◆ **WHAT IS NEEDED**: Copy out the records below, changing every "Subject" to "Target" and leaving everything else unchanged.

+===+

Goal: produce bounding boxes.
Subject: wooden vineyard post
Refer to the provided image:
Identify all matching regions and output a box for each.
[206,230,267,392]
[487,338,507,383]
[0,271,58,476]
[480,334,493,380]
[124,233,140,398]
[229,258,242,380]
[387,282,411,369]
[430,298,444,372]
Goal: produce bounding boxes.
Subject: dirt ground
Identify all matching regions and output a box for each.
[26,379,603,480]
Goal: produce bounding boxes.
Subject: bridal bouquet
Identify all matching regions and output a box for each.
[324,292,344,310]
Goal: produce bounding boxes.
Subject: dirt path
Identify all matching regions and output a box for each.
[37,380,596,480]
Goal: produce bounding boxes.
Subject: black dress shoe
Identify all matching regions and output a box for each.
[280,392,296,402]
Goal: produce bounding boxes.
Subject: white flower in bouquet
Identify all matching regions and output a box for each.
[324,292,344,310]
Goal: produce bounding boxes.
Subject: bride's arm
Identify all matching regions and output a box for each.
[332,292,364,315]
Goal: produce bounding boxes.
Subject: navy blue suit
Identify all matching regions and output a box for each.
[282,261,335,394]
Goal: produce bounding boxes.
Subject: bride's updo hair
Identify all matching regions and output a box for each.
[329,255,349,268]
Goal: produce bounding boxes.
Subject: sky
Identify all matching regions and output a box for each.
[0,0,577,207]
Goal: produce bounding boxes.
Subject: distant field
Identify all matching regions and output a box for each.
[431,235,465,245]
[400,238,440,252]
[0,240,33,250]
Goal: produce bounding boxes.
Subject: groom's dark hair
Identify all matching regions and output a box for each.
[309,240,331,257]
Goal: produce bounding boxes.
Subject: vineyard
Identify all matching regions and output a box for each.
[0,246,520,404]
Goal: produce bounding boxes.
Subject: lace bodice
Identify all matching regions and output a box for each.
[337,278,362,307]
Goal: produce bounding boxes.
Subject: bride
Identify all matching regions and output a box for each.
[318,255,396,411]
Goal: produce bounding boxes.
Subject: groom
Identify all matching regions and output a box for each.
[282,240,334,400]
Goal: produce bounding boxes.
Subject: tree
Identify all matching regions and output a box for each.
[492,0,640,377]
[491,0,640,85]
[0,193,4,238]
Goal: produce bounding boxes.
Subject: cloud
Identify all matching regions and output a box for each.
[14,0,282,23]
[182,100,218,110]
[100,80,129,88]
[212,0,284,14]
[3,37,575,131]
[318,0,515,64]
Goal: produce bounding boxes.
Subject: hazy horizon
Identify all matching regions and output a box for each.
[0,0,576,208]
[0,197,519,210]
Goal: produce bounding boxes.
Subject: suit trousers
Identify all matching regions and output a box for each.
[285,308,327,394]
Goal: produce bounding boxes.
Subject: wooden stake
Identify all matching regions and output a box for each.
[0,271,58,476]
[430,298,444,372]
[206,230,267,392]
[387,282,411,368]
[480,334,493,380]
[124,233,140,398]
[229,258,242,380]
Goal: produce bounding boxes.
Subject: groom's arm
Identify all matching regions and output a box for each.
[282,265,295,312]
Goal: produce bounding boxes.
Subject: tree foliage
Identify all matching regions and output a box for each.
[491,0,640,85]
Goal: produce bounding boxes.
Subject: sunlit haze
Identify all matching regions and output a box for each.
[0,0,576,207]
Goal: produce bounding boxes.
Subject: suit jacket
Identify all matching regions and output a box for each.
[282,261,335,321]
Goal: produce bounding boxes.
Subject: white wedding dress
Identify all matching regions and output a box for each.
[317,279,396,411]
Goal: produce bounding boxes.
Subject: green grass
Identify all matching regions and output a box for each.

+===+

◆ **TASK SOLUTION**:
Goal: produce bounding boxes.
Target: wooden vineyard post
Refer to the provided image:
Identify all matching regions and output a box for each.
[206,230,267,392]
[487,338,507,383]
[0,271,58,476]
[480,334,493,380]
[124,233,140,398]
[229,258,242,380]
[387,282,411,369]
[430,298,444,372]
Goal: produce bounding boxes.
Target: dirt ground
Identify all matching regions and output a box for each.
[26,379,603,480]
Goal: produce bounding boxes.
Target: bridal bouquet
Identify all matching regions and output a box for each.
[324,292,344,310]
Goal: produce bounding boxes.
Target: dirt path
Identify all matching regions and output a box for each.
[37,380,596,480]
Goal: produce bounding boxes.
Target: black dress shoe
Identify all matching regions and output a box for each.
[280,392,296,402]
Goal: produce bounding boxes.
Target: white flower in bouquet
Identify all matching regions and output a box for each.
[324,292,344,310]
Goal: produce bounding boxes.
Target: bride's arm
Identify all matching regions and output a box for each.
[332,292,364,315]
Goal: produce bounding boxes.
Target: navy blue suit
Identify all matching regions and output a box for each.
[282,261,335,394]
Goal: produce bounding boxes.
Target: bride's updo hair
Identify all matching regions and output a box for each.
[329,255,349,268]
Goal: produce bounding boxes.
Target: sky
Identify all matching regions and output a box for each.
[0,0,577,207]
Goal: produce bounding boxes.
Target: distant field
Identify all matching regions and output a box for each.
[431,235,465,245]
[400,238,440,252]
[0,240,33,250]
Goal: produce bounding boxes.
Target: groom's dark hair
Identify all matching regions and output a box for each.
[309,240,331,257]
Goal: produce bounding boxes.
Target: vineyard
Identify all matching regions and output a box for each.
[0,246,520,404]
Goal: produce bounding boxes.
Target: lace bodice
Identify all matching regions and output a box for each.
[337,278,362,307]
Goal: produce bounding boxes.
Target: bride
Identify all matching regions and output a box for each.
[318,255,396,411]
Goal: produce bounding boxes.
Target: groom
Identify all matching regions and output a box for each.
[282,240,334,400]
Goal: produce bounding boxes.
Target: tree
Identify all matching regions and output a box for each.
[492,0,640,377]
[491,0,640,85]
[0,193,4,238]
Goal: produce bounding boxes.
Target: cloud
Identify all matching regions and output a box for each.
[14,0,282,23]
[182,100,218,110]
[100,80,129,88]
[212,0,284,14]
[3,37,575,131]
[318,0,515,64]
Goal: produce bounding boxes.
Target: hazy horizon
Identify all matching regions and output a box for each.
[0,0,576,208]
[0,197,519,210]
Goal: produce bounding boxes.
Target: suit trousers
Identify all matching regions and output a box for each.
[285,308,327,394]
Goal: produce bounding boxes.
Target: wooden stake
Identify all matching regions and output a box for each.
[0,271,58,476]
[430,298,444,372]
[206,230,267,392]
[387,282,411,368]
[480,334,493,380]
[124,233,140,398]
[229,258,242,380]
Goal: produce bounding boxes.
Target: groom's arm
Identify all matching regions and output a box for each.
[282,265,295,312]
Goal: produce bounding boxes.
Target: tree foliage
Identify all matching regions and output a box for each.
[491,0,640,85]
Goal: produce bounding boxes.
Target: sunlit haze
Identify all matching regions and output a box for each.
[0,0,576,207]
Goal: produce bounding boxes.
Target: suit jacket
Identify all matching regions and output a box for each.
[282,261,335,321]
Goal: produce bounding boxes.
Target: white wedding dress
Identify all matching regions and output a box for each.
[317,279,396,411]
Goal: produce bounding boxes.
Target: green grass
Identify all matching regions and output a box for each.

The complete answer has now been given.